Please report every line of the listing below that has the word "concrete" in it.

:: Data supplied ::
>>>
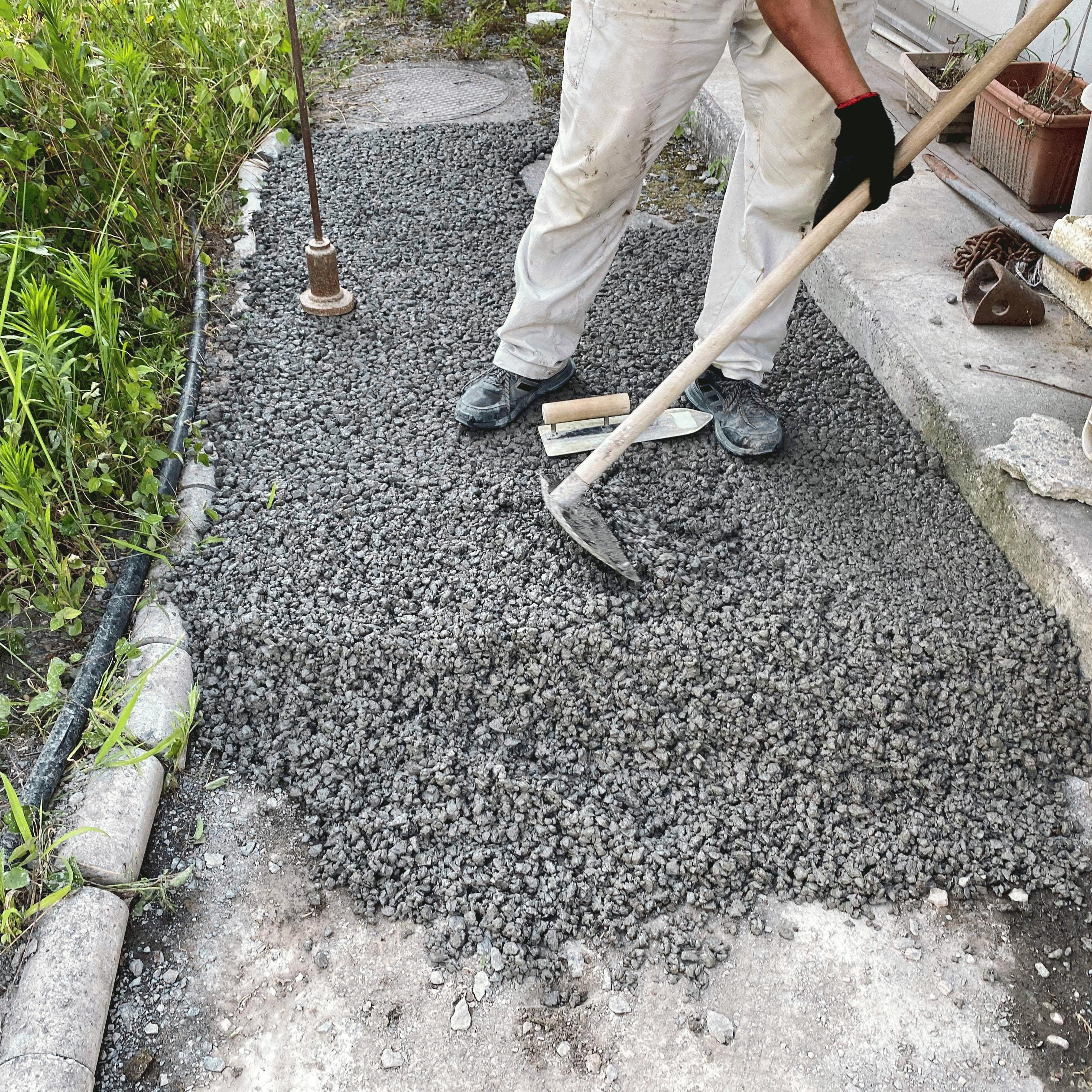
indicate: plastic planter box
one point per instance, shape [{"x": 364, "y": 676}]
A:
[
  {"x": 923, "y": 94},
  {"x": 1036, "y": 154}
]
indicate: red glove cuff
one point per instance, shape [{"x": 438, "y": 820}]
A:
[{"x": 850, "y": 102}]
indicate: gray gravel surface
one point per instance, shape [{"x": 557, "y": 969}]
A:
[{"x": 829, "y": 686}]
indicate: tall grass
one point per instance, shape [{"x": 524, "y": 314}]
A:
[
  {"x": 118, "y": 120},
  {"x": 124, "y": 115}
]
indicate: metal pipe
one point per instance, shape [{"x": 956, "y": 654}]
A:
[
  {"x": 1021, "y": 228},
  {"x": 305, "y": 126},
  {"x": 73, "y": 719}
]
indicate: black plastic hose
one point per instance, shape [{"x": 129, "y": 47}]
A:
[{"x": 70, "y": 723}]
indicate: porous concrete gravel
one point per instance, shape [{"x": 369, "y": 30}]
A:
[{"x": 829, "y": 686}]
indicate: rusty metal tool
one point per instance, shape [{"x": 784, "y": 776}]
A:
[
  {"x": 568, "y": 503},
  {"x": 325, "y": 294},
  {"x": 582, "y": 424},
  {"x": 965, "y": 189},
  {"x": 995, "y": 298}
]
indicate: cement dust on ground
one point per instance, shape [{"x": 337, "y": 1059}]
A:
[{"x": 276, "y": 994}]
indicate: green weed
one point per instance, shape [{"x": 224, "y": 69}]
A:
[
  {"x": 467, "y": 39},
  {"x": 29, "y": 883},
  {"x": 117, "y": 118}
]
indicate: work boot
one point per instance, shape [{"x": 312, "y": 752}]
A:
[
  {"x": 499, "y": 397},
  {"x": 743, "y": 420}
]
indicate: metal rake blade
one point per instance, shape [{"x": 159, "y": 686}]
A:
[{"x": 590, "y": 531}]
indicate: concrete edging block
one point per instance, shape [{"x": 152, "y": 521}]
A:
[
  {"x": 45, "y": 1073},
  {"x": 62, "y": 998},
  {"x": 120, "y": 805},
  {"x": 165, "y": 693},
  {"x": 159, "y": 623}
]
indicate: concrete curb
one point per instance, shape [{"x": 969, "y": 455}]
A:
[
  {"x": 55, "y": 1016},
  {"x": 56, "y": 1022}
]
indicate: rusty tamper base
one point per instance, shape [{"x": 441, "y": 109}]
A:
[{"x": 326, "y": 295}]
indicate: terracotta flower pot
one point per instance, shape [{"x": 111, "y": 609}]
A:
[
  {"x": 923, "y": 94},
  {"x": 1035, "y": 153}
]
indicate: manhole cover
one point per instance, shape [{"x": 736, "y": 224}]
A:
[{"x": 414, "y": 95}]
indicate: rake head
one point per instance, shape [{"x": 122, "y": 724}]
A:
[{"x": 588, "y": 529}]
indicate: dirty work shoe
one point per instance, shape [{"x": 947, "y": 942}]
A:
[
  {"x": 499, "y": 397},
  {"x": 743, "y": 420}
]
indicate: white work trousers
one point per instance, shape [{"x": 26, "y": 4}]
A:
[{"x": 633, "y": 69}]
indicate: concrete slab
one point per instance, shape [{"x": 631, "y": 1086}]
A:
[
  {"x": 885, "y": 283},
  {"x": 377, "y": 96},
  {"x": 285, "y": 995}
]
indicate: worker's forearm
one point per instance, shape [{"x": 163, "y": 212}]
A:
[{"x": 811, "y": 31}]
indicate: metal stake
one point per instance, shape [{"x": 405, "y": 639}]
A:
[{"x": 325, "y": 294}]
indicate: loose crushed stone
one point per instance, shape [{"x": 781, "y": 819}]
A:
[{"x": 830, "y": 686}]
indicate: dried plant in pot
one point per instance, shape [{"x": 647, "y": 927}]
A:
[
  {"x": 1029, "y": 133},
  {"x": 928, "y": 79}
]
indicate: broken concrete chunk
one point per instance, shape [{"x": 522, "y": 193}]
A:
[
  {"x": 720, "y": 1027},
  {"x": 461, "y": 1016},
  {"x": 1046, "y": 454}
]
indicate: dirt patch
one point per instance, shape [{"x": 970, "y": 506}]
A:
[{"x": 1052, "y": 1014}]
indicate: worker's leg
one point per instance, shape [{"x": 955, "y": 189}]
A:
[
  {"x": 780, "y": 171},
  {"x": 633, "y": 69}
]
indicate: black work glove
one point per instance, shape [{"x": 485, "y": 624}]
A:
[{"x": 864, "y": 149}]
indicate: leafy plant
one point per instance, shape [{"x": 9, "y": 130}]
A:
[
  {"x": 107, "y": 737},
  {"x": 467, "y": 39},
  {"x": 117, "y": 118},
  {"x": 123, "y": 116},
  {"x": 29, "y": 886},
  {"x": 719, "y": 170},
  {"x": 51, "y": 697}
]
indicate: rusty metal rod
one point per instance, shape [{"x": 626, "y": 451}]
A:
[
  {"x": 305, "y": 127},
  {"x": 1021, "y": 228}
]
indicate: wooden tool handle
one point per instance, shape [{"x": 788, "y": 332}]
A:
[
  {"x": 817, "y": 240},
  {"x": 603, "y": 406}
]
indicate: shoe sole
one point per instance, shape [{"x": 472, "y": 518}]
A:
[
  {"x": 554, "y": 384},
  {"x": 694, "y": 397}
]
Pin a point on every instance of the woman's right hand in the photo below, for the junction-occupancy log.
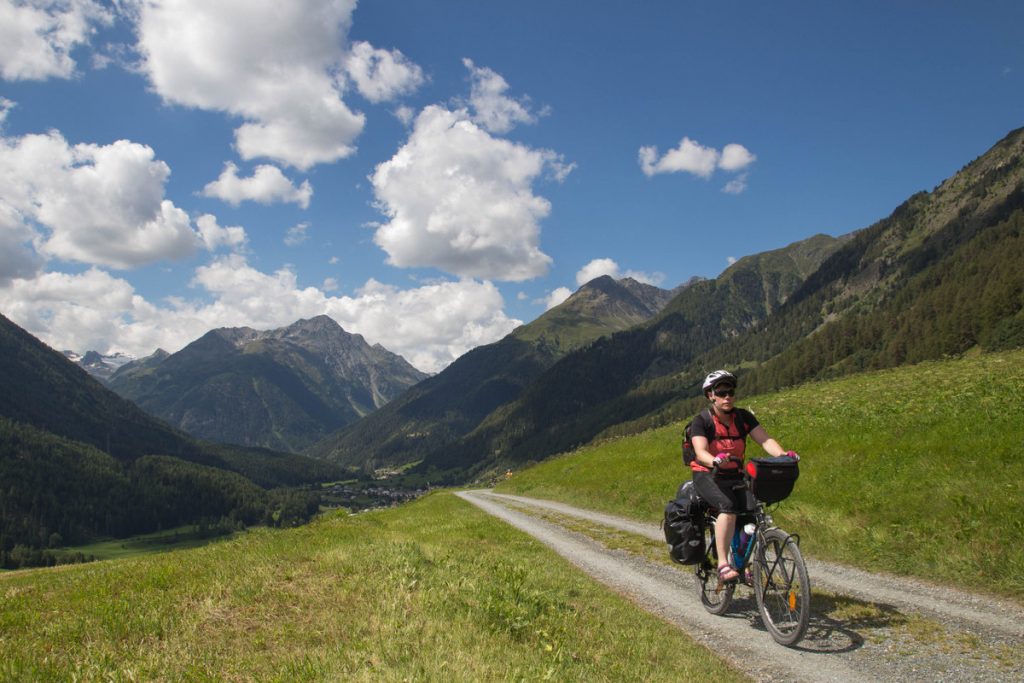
(724, 461)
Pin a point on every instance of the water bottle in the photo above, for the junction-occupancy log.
(745, 536)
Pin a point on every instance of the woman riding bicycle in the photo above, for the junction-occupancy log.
(719, 438)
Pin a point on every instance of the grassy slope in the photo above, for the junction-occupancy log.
(918, 470)
(436, 590)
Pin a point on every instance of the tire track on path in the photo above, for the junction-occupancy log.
(988, 632)
(939, 601)
(671, 594)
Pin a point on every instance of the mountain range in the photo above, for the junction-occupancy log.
(938, 276)
(77, 461)
(281, 389)
(449, 406)
(99, 365)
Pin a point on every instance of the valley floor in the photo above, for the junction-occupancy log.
(864, 627)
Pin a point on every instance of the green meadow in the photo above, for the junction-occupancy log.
(434, 590)
(915, 471)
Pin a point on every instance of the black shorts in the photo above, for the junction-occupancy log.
(718, 492)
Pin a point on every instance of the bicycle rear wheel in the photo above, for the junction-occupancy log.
(782, 588)
(715, 596)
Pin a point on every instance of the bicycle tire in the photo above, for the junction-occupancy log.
(781, 587)
(715, 596)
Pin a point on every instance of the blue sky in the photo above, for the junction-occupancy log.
(433, 173)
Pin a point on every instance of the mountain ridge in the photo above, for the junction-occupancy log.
(858, 308)
(281, 388)
(452, 403)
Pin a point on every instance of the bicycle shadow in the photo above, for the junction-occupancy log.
(837, 626)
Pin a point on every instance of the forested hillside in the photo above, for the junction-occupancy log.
(442, 409)
(282, 389)
(77, 461)
(595, 387)
(939, 276)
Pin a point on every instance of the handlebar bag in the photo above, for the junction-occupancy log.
(772, 478)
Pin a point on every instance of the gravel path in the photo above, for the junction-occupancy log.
(894, 629)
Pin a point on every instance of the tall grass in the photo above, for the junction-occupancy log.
(432, 591)
(918, 470)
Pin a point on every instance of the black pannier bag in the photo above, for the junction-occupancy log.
(683, 525)
(772, 478)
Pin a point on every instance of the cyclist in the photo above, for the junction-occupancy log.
(719, 437)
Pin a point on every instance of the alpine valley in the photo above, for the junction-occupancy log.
(281, 389)
(940, 276)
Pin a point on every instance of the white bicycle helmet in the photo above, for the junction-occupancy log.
(717, 378)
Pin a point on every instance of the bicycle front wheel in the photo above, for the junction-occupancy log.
(781, 587)
(715, 596)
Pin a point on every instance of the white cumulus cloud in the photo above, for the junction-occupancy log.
(273, 63)
(381, 75)
(214, 236)
(556, 296)
(689, 157)
(607, 266)
(100, 205)
(37, 37)
(460, 200)
(695, 159)
(296, 235)
(735, 158)
(266, 185)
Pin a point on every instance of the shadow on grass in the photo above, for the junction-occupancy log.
(837, 625)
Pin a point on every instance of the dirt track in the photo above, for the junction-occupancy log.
(905, 631)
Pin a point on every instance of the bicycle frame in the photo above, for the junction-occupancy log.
(771, 565)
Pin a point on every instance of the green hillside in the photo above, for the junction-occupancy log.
(939, 276)
(282, 389)
(595, 387)
(449, 406)
(915, 470)
(79, 462)
(436, 590)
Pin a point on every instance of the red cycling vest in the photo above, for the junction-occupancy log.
(729, 439)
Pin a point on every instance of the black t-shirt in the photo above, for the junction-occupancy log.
(704, 424)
<<<
:: Result for this exercise ::
indicate: porous concrete gravel
indicate: concrete edging block
indicate: concrete curb
indicate: concrete slab
indicate: broken concrete chunk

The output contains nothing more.